# Start of WORKING DATA

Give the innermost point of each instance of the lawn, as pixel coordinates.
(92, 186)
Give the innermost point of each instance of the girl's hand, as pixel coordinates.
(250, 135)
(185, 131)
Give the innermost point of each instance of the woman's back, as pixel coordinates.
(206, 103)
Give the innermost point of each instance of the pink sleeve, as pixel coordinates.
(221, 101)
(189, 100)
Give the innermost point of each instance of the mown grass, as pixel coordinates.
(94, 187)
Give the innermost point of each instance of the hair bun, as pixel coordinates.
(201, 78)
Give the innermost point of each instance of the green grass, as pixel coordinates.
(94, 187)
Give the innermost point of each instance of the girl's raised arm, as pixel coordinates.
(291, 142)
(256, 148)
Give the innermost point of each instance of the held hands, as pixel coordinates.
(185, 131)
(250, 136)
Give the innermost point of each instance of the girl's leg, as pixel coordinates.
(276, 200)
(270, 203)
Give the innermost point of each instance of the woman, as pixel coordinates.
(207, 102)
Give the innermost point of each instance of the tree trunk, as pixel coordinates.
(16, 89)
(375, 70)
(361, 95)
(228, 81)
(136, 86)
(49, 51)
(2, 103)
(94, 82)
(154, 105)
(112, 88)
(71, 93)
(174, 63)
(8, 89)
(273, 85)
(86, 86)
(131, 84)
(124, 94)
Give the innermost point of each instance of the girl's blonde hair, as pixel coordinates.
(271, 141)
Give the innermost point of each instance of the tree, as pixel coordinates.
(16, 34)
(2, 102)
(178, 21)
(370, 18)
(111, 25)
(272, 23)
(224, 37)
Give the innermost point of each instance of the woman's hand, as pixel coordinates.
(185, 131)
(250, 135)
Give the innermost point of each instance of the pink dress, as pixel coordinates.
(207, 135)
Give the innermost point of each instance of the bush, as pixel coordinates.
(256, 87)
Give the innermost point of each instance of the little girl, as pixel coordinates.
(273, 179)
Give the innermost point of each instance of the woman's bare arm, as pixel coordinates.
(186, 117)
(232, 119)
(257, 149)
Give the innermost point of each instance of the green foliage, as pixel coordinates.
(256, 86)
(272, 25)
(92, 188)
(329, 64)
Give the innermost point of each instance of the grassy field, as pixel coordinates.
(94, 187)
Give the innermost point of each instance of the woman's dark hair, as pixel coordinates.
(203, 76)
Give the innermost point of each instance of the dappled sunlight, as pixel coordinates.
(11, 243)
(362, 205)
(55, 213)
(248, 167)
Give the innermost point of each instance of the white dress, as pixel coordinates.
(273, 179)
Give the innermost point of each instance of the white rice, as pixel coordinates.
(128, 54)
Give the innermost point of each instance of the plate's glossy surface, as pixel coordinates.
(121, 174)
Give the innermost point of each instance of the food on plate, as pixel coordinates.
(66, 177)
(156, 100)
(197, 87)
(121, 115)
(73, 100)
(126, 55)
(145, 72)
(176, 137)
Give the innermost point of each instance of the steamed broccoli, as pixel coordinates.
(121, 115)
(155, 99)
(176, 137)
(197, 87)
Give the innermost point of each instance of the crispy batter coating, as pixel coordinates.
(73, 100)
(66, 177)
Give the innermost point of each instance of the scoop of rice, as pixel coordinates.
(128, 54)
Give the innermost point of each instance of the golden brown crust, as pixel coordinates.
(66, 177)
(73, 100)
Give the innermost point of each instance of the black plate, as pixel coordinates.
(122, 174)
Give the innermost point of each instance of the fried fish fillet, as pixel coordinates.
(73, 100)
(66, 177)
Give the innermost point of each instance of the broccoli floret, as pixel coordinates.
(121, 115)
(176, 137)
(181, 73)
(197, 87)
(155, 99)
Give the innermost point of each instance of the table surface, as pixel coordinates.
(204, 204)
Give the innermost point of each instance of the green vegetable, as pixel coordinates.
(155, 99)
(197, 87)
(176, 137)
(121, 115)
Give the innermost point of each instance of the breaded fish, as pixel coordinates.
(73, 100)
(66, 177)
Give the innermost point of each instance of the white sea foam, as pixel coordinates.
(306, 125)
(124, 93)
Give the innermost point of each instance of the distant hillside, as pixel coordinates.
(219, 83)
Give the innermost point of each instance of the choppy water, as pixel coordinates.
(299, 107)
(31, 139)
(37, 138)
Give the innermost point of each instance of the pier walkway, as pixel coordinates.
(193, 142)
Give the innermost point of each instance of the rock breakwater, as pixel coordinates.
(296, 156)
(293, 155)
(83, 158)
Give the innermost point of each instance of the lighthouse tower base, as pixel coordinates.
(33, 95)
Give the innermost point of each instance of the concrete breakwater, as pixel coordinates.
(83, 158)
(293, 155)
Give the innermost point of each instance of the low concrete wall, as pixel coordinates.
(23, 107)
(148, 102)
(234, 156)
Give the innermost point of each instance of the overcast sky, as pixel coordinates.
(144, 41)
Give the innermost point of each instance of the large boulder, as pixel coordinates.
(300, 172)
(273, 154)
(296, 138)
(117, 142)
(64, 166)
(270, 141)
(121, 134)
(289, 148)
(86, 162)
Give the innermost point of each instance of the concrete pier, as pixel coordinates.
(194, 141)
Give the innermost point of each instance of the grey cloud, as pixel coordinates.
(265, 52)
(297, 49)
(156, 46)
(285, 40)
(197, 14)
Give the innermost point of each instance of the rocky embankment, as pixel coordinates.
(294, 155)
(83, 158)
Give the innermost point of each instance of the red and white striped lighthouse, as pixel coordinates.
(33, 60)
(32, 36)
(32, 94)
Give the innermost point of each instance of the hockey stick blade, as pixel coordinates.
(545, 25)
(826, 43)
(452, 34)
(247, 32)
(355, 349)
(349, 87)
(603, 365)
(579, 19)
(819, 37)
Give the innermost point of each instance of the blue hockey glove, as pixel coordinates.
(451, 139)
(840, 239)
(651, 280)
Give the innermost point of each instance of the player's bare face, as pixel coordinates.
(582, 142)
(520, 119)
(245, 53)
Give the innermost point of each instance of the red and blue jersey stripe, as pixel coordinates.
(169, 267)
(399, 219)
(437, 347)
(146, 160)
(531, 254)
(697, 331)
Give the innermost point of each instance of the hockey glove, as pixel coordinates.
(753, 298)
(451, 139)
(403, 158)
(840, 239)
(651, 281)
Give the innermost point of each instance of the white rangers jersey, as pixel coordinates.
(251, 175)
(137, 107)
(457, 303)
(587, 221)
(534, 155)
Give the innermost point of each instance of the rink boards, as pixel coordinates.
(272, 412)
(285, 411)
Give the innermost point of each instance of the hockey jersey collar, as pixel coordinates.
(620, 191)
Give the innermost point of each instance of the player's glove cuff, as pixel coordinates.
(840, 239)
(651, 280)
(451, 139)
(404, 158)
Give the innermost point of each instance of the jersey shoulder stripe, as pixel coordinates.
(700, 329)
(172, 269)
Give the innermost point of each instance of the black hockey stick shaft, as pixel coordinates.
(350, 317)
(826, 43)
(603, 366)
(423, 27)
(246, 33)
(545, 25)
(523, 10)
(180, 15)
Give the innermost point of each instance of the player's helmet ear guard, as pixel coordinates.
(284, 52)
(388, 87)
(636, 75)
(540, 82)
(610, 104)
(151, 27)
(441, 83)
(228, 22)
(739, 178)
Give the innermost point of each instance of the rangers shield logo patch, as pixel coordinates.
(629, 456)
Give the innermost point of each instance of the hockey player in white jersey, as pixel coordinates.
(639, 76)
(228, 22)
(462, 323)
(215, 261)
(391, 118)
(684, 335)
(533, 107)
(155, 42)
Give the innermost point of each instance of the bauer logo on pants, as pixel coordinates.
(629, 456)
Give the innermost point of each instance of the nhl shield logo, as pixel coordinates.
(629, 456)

# End of WORKING DATA

* PROBLEM REQUIREMENTS *
Copy out all of the data exactly, leaving nothing out.

* EXERCISE ANSWER *
Give the innermost point of each instance of the lawn, as pixel coordinates.
(92, 186)
Give the innermost point of each instance of the girl's hand, as pixel coordinates.
(250, 135)
(185, 131)
Give the innermost point of each instance of the woman's back, as pixel coordinates.
(206, 103)
Give the innermost point of each instance of the pink sleeve, as pixel coordinates.
(221, 101)
(189, 100)
Give the innermost point of each instance of the mown grass, as pixel coordinates.
(94, 187)
Give the innermost point of each instance of the hair bun, as pixel coordinates.
(201, 78)
Give the innermost point of each instance of the green grass, as pixel coordinates.
(94, 187)
Give the innermost point of each instance of the girl's raised arm, as pixel coordinates.
(291, 142)
(256, 148)
Give the innermost point of each instance of the held hands, as pixel coordinates.
(185, 131)
(250, 136)
Give the innermost point of each instance of the girl's leg, as pixel coordinates.
(276, 200)
(270, 203)
Give the innermost point of each instance of the woman, as pixel coordinates.
(207, 102)
Give the innermost point of each instance of the tree trunk, as pixel coordinates.
(16, 89)
(375, 70)
(361, 95)
(228, 81)
(136, 86)
(49, 51)
(2, 103)
(94, 82)
(154, 105)
(112, 88)
(71, 93)
(174, 63)
(8, 89)
(273, 85)
(86, 86)
(131, 84)
(124, 94)
Give the innermost point of each instance of the girl's blonde hair, as pixel coordinates.
(271, 141)
Give the innermost point of each instance of the tree, as pixel coordinates.
(16, 34)
(2, 102)
(178, 21)
(370, 18)
(111, 25)
(272, 23)
(224, 37)
Give the innermost point of each instance of the woman's hand, as pixel coordinates.
(185, 131)
(250, 135)
Give the innermost point of each instance of the pink dress, as pixel coordinates.
(207, 135)
Give the innermost point of each instance of the bush, as pixel coordinates.
(256, 87)
Give the innermost point of each instance of the little girl, as pixel coordinates.
(273, 179)
Give the innermost point of each instance of the woman's bare arm, as pixel coordinates.
(186, 117)
(232, 119)
(257, 149)
Give the innermost point of each instance of the green foliage, as pixel coordinates.
(256, 86)
(272, 25)
(92, 188)
(329, 64)
Give the innermost point of each instance of the grassy field, as pixel coordinates.
(94, 187)
Give the innermost point of each instance of the woman's dark hair, as pixel coordinates.
(203, 76)
Give the innermost point of each instance of the dappled sunlight, as pixel coordinates.
(11, 243)
(362, 205)
(55, 213)
(248, 167)
Give the innermost point of each instance of the white dress, as pixel coordinates.
(273, 179)
Give the innermost point of each instance of the white rice, as pixel coordinates.
(128, 54)
Give the innermost point of each instance of the plate's glossy surface, as pixel coordinates.
(121, 174)
Give the innermost point of each instance of the food on plate, as pixel coordinates.
(66, 177)
(156, 100)
(197, 87)
(121, 115)
(73, 100)
(126, 55)
(145, 72)
(176, 137)
Give the innermost point of each instance of the steamed broccoli, as pixel coordinates.
(121, 115)
(155, 99)
(176, 137)
(197, 87)
Give the innermost point of each instance of the crispy batter coating, as pixel coordinates.
(73, 100)
(66, 177)
Give the innermost point of each instance of the scoop of rice, as pixel coordinates.
(128, 54)
Give the innermost point of each instance of the golden brown crust, as pixel coordinates.
(66, 177)
(73, 100)
Give the innermost point of each instance of the black plate, as pixel coordinates.
(122, 174)
Give the innermost point of each instance of the fried fish fillet, as pixel coordinates.
(73, 100)
(66, 177)
Give the innermost point of each instance of the broccoli floret, as pixel coordinates.
(121, 115)
(176, 137)
(181, 73)
(197, 87)
(155, 99)
Give the innermost point of each instance of the table surface, as pixel coordinates.
(204, 204)
Give the innermost point of each instance of the green vegetable, as pixel coordinates.
(155, 99)
(197, 87)
(176, 137)
(121, 115)
Give the innermost point of each instance of the breaded fish, as pixel coordinates.
(73, 100)
(66, 177)
Give the innermost point of each instance of the white sea foam, as pixel coordinates.
(306, 125)
(124, 93)
Give the innermost point of each instance of the distant hillside, as pixel coordinates.
(219, 83)
Give the innermost point of each instance of the choppy water, as pixel coordinates.
(299, 107)
(31, 139)
(37, 138)
Give the innermost point of each instance of the pier walkway, as pixel coordinates.
(193, 142)
Give the innermost point of each instance of the rock breakwater, as pixel coordinates.
(296, 156)
(293, 155)
(83, 158)
Give the innermost point of each instance of the lighthouse tower base, as pixel coordinates.
(33, 95)
Give the innermost point of each instance of the concrete breakwater, as pixel coordinates.
(83, 158)
(293, 155)
Give the innermost point of each instance of the low concrete wall, as pixel coordinates.
(23, 107)
(148, 102)
(234, 156)
Give the innermost point of each instance of the overcast sky, as pixel coordinates.
(144, 41)
Give the innermost point of each instance of the large boulder, as pixel coordinates.
(300, 172)
(273, 154)
(296, 138)
(117, 142)
(64, 166)
(270, 141)
(121, 134)
(289, 148)
(86, 162)
Give the innermost point of each instance of the concrete pier, as pixel coordinates.
(194, 141)
Give the innermost point of each instance of the grey cloud, as pixel coordinates.
(265, 52)
(297, 49)
(156, 46)
(285, 40)
(197, 14)
Give the innermost point of each instance of the rocky embankment, as pixel coordinates.
(294, 155)
(83, 158)
Give the innermost point of each instance of the red and white striped lighthouse, as pixel coordinates.
(33, 60)
(32, 36)
(32, 94)
Give the innermost point of each instance of the hockey stick blade, as pixel coordinates.
(545, 25)
(826, 43)
(452, 34)
(247, 32)
(355, 349)
(349, 87)
(603, 365)
(579, 19)
(819, 37)
Give the innermost point of each instance of the blue hockey glove, as pixel coordinates.
(451, 139)
(840, 239)
(651, 280)
Give the innermost point of each instance of the player's bare face, as pixel coordinates.
(582, 142)
(520, 119)
(245, 53)
Give the innermost point of each instance of the red and blue jersey stripe, as pixel coordinates.
(169, 267)
(399, 219)
(437, 347)
(146, 160)
(531, 254)
(697, 331)
Give the innermost point of each instance of the hockey glove, as pixel coordinates.
(753, 298)
(451, 139)
(403, 158)
(840, 239)
(651, 281)
Give the innermost point of each instance of the white rangers jersey, as pixel coordinates.
(251, 175)
(137, 107)
(457, 303)
(587, 221)
(534, 155)
Give the innermost point of each instance of the rink boards, as pixel coordinates.
(272, 412)
(285, 411)
Give the innermost point of each instance of the hockey jersey collar, as pixel coordinates.
(620, 191)
Give the innermost point of each instance of the player's glove cuff, as pixel coordinates.
(840, 239)
(651, 280)
(451, 139)
(404, 158)
Give the innermost point of each instance of the jersey shoulder stripe, as pixel coordinates.
(700, 329)
(172, 269)
Give the innermost point of each instance of the black hockey stick shaft, as pixel coordinates.
(350, 317)
(826, 43)
(603, 366)
(423, 27)
(246, 33)
(545, 25)
(523, 10)
(180, 15)
Give the innermost point of each instance of the player's helmet ear guard, as pixel coordinates.
(284, 52)
(388, 87)
(636, 75)
(540, 82)
(610, 104)
(151, 27)
(441, 83)
(228, 22)
(739, 178)
Give the innermost point of each instance of the rangers shield logo patch, as pixel coordinates.
(629, 456)
Give the innermost point of each instance of the hockey player in white jersey, as pixel coordinates.
(639, 76)
(228, 22)
(462, 323)
(215, 261)
(391, 118)
(684, 335)
(533, 107)
(155, 42)
Give the innermost point of each instance of the bauer logo on pants, as pixel coordinates.
(629, 456)
Give the innermost point of each instance of the nhl shield logo, as pixel coordinates.
(629, 456)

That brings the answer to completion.